Start of Document text

Prof Le Tourneau said: “HPV-induced head and neck cancers are currently treated with the same regimen as non-HPV-positive HNSCC tumors. However, their different etiology clearly suggests that differentiated treatment approaches are needed for HPV-positive patients.

“Immunotherapy, and in particular the therapeutic vaccine TG4001 together with the PD-L1 blocker avelumab, by targeting two distinct steps in the immune response, could deliver improved efficacy for patients who have not responded to or have progressed after a first line of treatment.”

TG4001 works as an immunotherapeutic and is based on a non-propagative, attenuated vaccinia vector.

Cancer vaccines have not had the best research path in recent years, but combining a therapeutic vaccine with the new class of checkpoint inhibitors is becoming something of a theme. Back in April, AstraZeneca ($AZN) said it would combine its checkpoint inhibitor durvalumab with an experimental cancer vaccine from TapImmune in a midstage trial aimed at certain ovarian cancer patients.

End of Document text
Start of Data provided

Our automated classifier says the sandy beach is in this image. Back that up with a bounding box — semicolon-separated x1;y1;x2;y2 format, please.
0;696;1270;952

End of Data provided

» **Things to do**:
**1)** In the text about the TG4001 cancer vaccine, what is TG4001 based on?
**2)** Continue the text about the TG4001 vaccine and avelumab from where it stops.

» **Answers below**:
**1)** A non-propagative, attenuated vaccinia vector.

**2)**
Merck, which is developing avelumab with Pfizer ($PFE) in a major, near $900 million 2014 pact, also last week signed an R&D combo deal with New York-based Vaccinex and its experimental anti-semaphorin 4D IgG4 mAb VX15/2503 in non-small cell lung cancer patients.

Combos are all the rage in cancer research now, especially when bringing together any and every cancer class with a checkpoint inhibitor as researchers look to boost immune response, efficacies and safety profiles across the board.